- TEXTAUSZUG -
>>>>>

Praktische Naturschutzarbeit ist der Schlüssel. „Die Bandbreite unserer Projekte zeigt, dass wir immer mehr „in die Jahre gekommene“ Biotope sanieren müssen, bereits renaturierte Regionen weiterentwickeln und den Erhalt von wertvollem Grünland durch extensive Pflege - sei es durch eine behutsame Beweidung oder ein schonendes Mähen - langfristig sicherstellen.“ ergänzt Günter Könitzer, stellvertretender Vorsitzende der GNA. „Unsere aktuelle Maßnahme in Gelnhausen trägt beispielsweise dazu bei, eine fast vergessene Auenlandschaft mit einem hohen Renaturierungsstau wiederzubeleben.“
Gut zu wissen: Renaturierung bedeutet die Rückführung in einen natürlicheren Zustand. Dies bedeutet aber nicht die Aufgabe jeglicher Nutzung, Pflege und Betreuung durch den Menschen.

<<<<<

- ARBEITSANWEISUNGEN -
1. Gib den Abschnitt zwischen „Praktische Naturschutzarbeit ist“ und „durch den Menschen.“ einschließlich aus dem Text über die Renaturierung wieder und ersetze darin „Biotope“ durch „Lebensräume“.
2. Führe den Text über die Renaturierung ab seinem letzten Satz weiter.

(Einträge zur Annotation von Regionen)

>>>>>

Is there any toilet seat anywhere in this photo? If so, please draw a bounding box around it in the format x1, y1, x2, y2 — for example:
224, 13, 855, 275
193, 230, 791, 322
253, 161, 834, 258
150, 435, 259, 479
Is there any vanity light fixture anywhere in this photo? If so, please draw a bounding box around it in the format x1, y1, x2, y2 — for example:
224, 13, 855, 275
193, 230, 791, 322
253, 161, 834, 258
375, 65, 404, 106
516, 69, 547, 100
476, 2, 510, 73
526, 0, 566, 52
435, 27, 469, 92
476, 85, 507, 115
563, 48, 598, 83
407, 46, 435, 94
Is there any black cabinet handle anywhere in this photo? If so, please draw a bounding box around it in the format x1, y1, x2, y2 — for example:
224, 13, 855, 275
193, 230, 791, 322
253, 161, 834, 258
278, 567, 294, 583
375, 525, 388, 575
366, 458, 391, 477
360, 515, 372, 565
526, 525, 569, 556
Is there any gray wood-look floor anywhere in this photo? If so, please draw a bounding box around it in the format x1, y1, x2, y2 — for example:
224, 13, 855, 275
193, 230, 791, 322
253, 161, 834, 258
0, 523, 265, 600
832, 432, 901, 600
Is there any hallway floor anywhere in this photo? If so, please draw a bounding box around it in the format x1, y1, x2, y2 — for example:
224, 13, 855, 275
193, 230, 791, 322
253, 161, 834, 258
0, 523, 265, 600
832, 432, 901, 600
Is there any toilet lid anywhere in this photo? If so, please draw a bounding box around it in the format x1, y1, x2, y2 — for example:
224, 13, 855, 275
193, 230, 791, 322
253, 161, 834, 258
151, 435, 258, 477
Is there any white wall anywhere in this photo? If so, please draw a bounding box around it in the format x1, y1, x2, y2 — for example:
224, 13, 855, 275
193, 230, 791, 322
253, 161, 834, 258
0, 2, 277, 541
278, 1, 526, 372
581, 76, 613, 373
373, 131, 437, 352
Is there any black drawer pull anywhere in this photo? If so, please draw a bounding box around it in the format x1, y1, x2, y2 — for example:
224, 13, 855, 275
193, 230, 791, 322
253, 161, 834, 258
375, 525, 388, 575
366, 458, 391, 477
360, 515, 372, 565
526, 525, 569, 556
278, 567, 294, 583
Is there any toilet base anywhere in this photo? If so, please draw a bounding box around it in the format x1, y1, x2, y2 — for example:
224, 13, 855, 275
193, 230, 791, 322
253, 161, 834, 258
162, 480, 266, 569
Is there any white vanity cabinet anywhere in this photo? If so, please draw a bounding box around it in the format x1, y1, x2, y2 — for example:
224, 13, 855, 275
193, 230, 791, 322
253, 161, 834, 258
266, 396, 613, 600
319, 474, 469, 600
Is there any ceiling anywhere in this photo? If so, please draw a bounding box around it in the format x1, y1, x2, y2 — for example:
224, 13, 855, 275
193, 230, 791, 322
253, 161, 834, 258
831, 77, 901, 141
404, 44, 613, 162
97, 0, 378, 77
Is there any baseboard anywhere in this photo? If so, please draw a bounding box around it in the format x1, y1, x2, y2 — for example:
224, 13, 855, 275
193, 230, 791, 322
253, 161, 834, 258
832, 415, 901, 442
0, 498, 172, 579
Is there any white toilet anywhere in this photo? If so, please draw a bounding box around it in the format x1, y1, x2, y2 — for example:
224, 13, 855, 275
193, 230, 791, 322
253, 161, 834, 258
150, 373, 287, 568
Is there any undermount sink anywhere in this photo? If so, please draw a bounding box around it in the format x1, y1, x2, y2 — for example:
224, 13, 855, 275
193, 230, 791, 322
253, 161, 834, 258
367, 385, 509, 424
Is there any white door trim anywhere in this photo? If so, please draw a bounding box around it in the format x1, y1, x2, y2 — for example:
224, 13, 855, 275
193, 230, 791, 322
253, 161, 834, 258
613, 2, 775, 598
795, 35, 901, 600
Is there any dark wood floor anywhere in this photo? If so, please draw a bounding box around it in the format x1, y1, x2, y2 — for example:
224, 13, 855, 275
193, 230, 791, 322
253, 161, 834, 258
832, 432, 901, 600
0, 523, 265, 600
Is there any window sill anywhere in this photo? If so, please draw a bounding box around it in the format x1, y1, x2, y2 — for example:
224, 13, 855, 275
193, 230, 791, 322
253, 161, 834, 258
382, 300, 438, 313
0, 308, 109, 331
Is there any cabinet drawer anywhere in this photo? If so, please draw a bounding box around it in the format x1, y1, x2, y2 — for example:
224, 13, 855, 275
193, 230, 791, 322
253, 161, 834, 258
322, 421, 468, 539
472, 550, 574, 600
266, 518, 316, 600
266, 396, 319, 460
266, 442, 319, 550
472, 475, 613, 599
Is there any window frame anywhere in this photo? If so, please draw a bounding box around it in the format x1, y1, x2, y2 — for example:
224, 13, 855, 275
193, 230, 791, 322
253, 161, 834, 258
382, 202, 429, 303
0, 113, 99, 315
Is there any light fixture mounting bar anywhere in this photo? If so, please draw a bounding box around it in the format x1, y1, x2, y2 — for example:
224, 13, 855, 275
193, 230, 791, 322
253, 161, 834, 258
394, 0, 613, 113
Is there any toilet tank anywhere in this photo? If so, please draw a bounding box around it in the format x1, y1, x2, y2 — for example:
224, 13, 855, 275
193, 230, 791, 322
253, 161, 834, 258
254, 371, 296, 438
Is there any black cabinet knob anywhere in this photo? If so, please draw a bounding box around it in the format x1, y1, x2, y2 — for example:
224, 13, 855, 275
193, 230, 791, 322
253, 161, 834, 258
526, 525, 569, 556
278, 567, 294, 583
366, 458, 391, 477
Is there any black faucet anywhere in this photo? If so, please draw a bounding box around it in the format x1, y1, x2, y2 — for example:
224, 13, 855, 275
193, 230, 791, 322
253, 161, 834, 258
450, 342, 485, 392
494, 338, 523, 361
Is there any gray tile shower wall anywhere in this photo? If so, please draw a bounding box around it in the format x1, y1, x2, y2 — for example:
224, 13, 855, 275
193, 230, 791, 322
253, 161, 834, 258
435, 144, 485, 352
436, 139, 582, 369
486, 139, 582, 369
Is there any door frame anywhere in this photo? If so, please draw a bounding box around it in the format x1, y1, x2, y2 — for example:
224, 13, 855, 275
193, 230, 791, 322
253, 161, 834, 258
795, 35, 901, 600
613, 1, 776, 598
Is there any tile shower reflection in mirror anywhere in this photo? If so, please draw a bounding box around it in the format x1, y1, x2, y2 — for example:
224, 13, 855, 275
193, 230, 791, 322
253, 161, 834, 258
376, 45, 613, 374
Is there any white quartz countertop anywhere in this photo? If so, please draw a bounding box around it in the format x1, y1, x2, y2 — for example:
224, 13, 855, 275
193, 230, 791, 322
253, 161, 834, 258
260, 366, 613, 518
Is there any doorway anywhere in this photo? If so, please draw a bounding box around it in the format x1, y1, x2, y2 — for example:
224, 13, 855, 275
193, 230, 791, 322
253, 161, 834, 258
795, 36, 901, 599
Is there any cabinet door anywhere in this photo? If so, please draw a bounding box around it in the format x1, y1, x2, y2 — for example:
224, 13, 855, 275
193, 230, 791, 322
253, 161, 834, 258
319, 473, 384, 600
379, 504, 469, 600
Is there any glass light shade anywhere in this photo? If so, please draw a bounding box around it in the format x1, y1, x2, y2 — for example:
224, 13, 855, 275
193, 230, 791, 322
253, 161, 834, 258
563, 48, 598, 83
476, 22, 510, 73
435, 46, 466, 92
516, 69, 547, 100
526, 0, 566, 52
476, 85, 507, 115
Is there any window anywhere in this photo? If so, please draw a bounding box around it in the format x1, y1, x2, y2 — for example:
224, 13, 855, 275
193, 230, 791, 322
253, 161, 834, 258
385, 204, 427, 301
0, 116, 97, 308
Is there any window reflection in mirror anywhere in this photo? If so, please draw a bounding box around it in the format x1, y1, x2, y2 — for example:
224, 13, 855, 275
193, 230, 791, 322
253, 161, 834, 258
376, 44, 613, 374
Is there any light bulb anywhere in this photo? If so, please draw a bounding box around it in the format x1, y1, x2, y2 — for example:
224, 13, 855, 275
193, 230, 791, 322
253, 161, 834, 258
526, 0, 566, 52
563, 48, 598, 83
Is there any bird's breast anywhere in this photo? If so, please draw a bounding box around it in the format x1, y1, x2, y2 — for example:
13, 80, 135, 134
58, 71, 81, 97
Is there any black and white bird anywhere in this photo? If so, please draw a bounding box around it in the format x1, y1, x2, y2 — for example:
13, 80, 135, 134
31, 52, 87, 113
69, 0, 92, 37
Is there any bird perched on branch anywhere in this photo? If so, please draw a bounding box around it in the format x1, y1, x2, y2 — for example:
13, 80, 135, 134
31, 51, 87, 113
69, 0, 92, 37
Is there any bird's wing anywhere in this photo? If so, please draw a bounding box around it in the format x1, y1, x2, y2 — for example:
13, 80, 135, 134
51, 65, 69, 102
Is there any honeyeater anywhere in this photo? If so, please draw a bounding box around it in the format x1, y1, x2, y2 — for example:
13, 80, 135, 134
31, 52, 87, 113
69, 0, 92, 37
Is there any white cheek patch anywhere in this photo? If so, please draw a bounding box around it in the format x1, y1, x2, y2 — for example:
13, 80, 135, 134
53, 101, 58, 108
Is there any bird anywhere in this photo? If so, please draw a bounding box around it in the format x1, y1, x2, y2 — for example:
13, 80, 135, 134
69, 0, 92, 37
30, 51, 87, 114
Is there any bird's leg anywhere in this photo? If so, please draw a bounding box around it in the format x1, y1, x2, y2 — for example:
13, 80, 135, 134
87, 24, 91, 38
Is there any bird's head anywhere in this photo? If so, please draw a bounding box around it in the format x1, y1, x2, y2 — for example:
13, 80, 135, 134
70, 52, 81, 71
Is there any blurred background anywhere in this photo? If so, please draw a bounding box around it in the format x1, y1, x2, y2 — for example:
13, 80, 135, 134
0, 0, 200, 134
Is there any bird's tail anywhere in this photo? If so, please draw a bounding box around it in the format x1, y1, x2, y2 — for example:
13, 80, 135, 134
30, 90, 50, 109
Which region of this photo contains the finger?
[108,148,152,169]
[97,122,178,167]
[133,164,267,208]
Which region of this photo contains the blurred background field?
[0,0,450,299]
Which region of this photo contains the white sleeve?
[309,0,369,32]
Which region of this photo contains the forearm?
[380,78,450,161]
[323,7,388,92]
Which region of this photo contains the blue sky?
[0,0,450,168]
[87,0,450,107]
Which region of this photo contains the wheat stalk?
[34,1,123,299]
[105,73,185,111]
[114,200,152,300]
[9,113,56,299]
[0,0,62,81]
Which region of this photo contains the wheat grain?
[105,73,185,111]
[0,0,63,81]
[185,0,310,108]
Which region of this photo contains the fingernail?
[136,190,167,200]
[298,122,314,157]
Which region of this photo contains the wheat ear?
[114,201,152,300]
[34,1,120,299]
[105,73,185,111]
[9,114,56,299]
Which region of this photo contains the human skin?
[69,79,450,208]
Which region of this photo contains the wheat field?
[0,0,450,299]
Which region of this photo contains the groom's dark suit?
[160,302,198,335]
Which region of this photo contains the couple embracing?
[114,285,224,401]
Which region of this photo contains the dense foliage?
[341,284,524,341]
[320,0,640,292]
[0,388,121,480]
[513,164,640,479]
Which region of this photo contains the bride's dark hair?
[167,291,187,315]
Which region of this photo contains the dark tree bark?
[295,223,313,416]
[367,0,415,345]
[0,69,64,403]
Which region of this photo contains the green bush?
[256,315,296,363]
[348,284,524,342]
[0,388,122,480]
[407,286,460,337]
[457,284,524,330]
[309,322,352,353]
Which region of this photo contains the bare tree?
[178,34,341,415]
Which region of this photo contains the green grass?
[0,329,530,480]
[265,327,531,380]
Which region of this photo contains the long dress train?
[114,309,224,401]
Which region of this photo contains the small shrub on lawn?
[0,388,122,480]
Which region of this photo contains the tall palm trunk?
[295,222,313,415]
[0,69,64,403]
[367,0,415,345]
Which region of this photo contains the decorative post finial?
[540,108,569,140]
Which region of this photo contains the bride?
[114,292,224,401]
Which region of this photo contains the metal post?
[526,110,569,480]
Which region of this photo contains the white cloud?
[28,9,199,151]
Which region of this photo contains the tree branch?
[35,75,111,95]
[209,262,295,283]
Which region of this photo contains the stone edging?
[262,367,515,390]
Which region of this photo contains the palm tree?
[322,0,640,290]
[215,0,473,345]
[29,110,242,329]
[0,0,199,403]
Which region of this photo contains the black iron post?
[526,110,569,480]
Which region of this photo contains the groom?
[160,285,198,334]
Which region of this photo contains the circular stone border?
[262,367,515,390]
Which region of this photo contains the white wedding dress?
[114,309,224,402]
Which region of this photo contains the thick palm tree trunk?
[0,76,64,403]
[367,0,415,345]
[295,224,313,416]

<<<<<

- LÖSUNGEN -
1.
Praktische Naturschutzarbeit ist der Schlüssel. „Die Bandbreite unserer Projekte zeigt, dass wir immer mehr „in die Jahre gekommene“ Lebensräume sanieren müssen, bereits renaturierte Regionen weiterentwickeln und den Erhalt von wertvollem Grünland durch extensive Pflege - sei es durch eine behutsame Beweidung oder ein schonendes Mähen - langfristig sicherstellen.“ ergänzt Günter Könitzer, stellvertretender Vorsitzende der GNA. „Unsere aktuelle Maßnahme in Gelnhausen trägt beispielsweise dazu bei, eine fast vergessene Auenlandschaft mit einem hohen Renaturierungsstau wiederzubeleben.“
Gut zu wissen: Renaturierung bedeutet die Rückführung in einen natürlicheren Zustand. Dies bedeutet aber nicht die Aufgabe jeglicher Nutzung, Pflege und Betreuung durch den Menschen.

2.
Reaktivierung der Elbertsaue. Nach mehr als zweijähriger Planung und Vorbereitung begannen im Oktober 2025 die umfangreichen Arbeiten. Von Grund auf sanierte die GNA einen Auentümpel und befreite ihn vom starken Weidenaufwuchs. Könitzer: „Diese Maßnahme ist aber nur ein erster Schritt auf dem langen Weg zu einem lebendigen Auenabschnitt.“ Das Ziel des Auenschützers: Die ökologische Aufwertung der mittleren Kinzigaue. Geplant sei ein großes Laichhabitat für den anspruchsvollen Laubfrosch, ebenso die Sanierung weiterer Feuchtbiotope. Denn im Auenver-bund Kinzig ist es für wiesenbrütende Vögel und zahlreiche weitere Arten wichtig, den Charakter des Offenlandes wiederherzustellen. Viele Lebensraumstrukturen sind zu optimieren, um Klein-vögel und -säuger, Amphibien, Libellen und andere Wasserinsekten zu fördern.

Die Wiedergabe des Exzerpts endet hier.